| Work to do |
Which lines in the items below contain the word "small"? List each of those lines in full.

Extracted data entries
┄┄┄┄┄┄┄┄┄┄┄┄┄┄┄┄┄┄┄┄

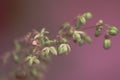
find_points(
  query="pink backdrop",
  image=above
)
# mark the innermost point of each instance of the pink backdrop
(90, 62)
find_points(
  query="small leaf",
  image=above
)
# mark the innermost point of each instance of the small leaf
(107, 43)
(53, 50)
(17, 46)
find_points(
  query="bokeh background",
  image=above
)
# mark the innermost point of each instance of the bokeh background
(89, 62)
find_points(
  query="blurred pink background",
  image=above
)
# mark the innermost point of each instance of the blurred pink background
(89, 62)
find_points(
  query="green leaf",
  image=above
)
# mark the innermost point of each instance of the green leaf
(62, 49)
(53, 50)
(107, 43)
(76, 36)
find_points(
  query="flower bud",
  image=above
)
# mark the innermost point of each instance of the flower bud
(107, 43)
(113, 31)
(83, 20)
(88, 15)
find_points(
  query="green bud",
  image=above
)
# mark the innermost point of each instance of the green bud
(42, 41)
(17, 46)
(88, 39)
(45, 51)
(78, 23)
(63, 49)
(70, 32)
(107, 43)
(15, 58)
(88, 15)
(113, 31)
(66, 25)
(68, 47)
(47, 42)
(83, 20)
(81, 42)
(53, 50)
(34, 72)
(97, 33)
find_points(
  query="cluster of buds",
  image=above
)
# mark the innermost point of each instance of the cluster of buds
(39, 47)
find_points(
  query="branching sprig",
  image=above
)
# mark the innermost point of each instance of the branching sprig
(36, 48)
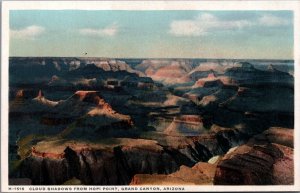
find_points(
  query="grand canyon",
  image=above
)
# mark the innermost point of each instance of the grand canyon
(119, 121)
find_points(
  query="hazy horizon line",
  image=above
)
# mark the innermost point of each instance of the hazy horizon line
(105, 57)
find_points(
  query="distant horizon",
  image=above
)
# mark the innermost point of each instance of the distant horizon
(104, 57)
(152, 34)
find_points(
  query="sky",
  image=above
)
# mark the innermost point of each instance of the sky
(152, 34)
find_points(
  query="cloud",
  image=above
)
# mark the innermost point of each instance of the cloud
(272, 21)
(30, 32)
(111, 30)
(205, 23)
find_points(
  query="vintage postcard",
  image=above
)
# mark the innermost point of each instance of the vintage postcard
(149, 96)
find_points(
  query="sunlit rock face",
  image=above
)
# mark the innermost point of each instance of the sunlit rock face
(105, 121)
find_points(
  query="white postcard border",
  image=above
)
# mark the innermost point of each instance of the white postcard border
(145, 5)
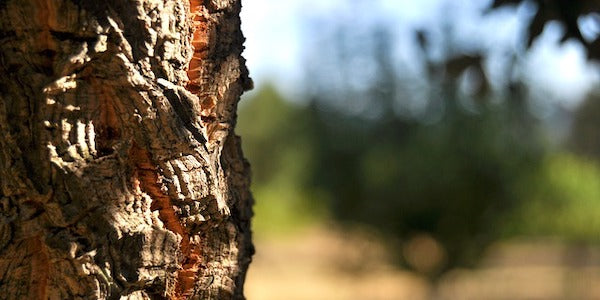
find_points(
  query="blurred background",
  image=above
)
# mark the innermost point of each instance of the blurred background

┄┄┄┄┄┄┄┄┄┄┄┄┄┄┄┄┄┄┄┄

| Output below |
  query="small leaf",
# mark the innermost point of each instance of the small leaf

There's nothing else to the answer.